## About this exercise
Write out again, unchanged, the line that has "Target: crowd of people" and each following line through the end of the entries below; leave pictures out.

(Stored items)
*** Begin section ***

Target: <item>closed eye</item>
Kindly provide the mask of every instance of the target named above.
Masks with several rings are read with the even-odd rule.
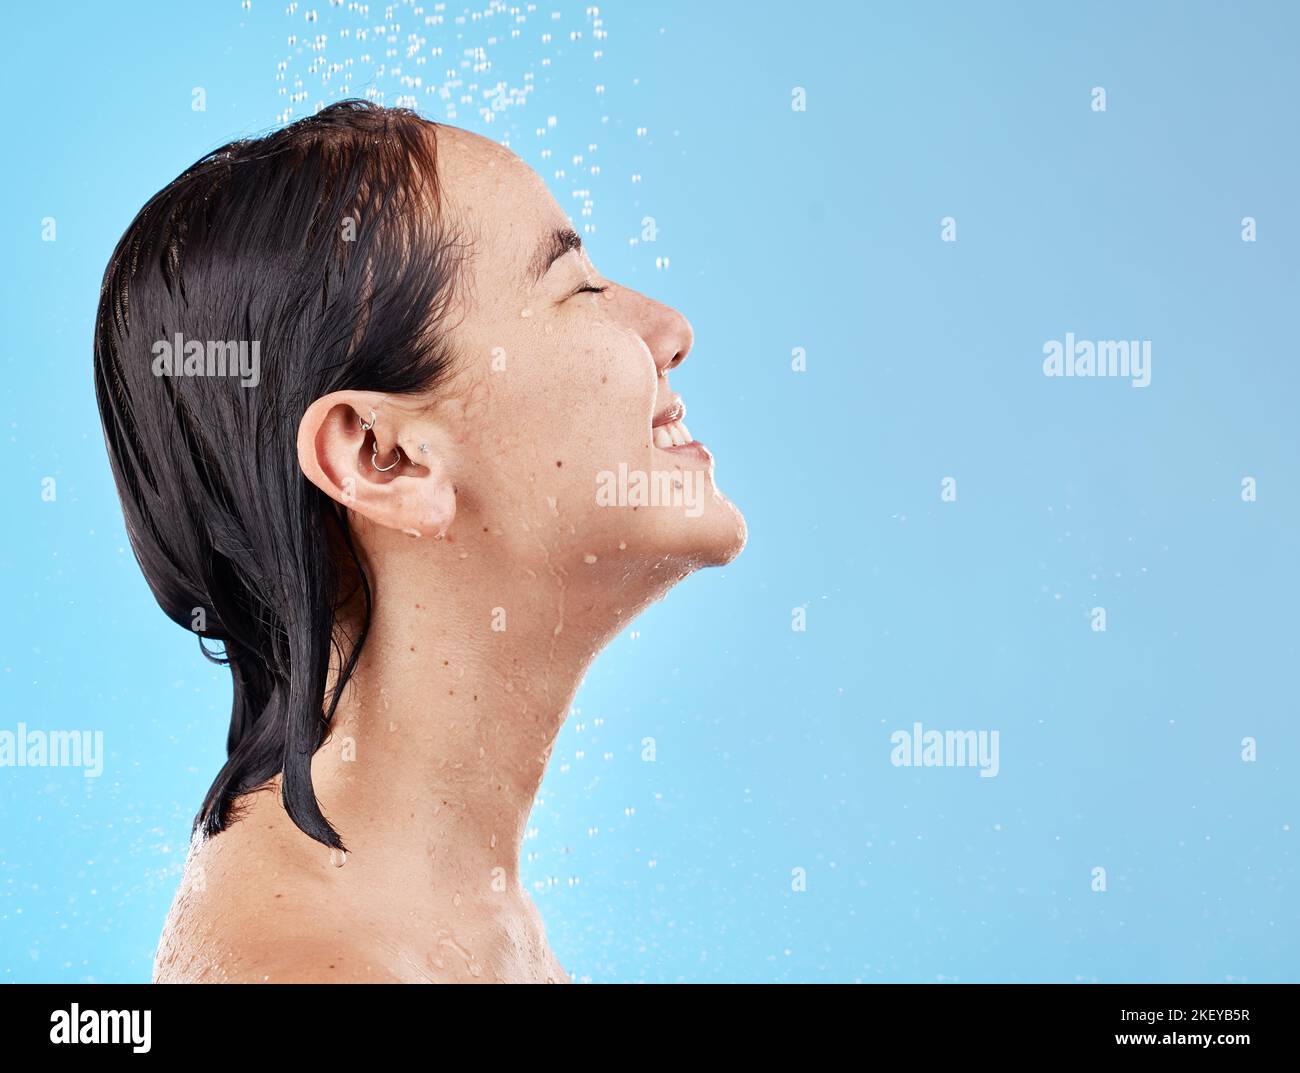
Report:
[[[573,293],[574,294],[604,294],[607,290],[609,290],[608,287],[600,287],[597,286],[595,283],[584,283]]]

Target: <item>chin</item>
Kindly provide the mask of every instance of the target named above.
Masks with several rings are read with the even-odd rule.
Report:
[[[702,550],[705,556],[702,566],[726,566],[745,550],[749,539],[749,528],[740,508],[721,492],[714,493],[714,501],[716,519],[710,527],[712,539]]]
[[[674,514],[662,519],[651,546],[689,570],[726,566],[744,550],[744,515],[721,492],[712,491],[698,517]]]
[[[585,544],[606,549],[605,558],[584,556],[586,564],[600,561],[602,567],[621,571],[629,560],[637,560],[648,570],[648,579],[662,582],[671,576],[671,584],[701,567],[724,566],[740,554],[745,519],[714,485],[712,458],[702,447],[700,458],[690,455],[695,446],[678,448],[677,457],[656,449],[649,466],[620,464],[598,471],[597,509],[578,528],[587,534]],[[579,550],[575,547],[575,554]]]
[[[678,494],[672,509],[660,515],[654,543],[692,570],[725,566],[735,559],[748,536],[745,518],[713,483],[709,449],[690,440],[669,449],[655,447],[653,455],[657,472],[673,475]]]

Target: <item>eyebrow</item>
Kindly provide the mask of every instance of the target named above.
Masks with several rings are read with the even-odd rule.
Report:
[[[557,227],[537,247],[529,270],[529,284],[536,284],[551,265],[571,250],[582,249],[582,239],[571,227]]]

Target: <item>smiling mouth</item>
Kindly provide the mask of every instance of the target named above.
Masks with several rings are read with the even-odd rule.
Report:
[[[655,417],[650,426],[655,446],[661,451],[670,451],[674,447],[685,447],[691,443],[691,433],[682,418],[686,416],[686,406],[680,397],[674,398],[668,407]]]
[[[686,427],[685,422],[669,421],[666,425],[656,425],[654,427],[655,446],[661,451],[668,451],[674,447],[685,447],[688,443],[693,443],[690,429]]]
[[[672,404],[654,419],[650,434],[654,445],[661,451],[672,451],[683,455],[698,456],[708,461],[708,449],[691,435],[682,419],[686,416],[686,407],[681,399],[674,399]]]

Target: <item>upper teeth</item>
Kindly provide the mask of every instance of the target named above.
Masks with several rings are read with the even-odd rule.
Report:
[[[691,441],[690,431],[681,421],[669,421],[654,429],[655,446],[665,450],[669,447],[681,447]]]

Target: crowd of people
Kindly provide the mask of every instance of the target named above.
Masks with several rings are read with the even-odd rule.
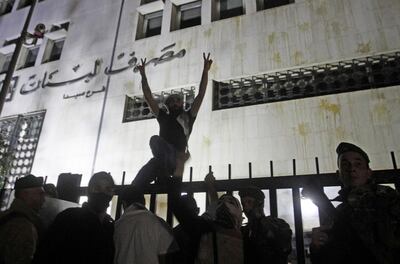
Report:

*** End section ***

## Written solution
Target: crowd of people
Kindly provide the mask of every instance of the target named above.
Masks with several rings are read with the even-odd rule.
Report:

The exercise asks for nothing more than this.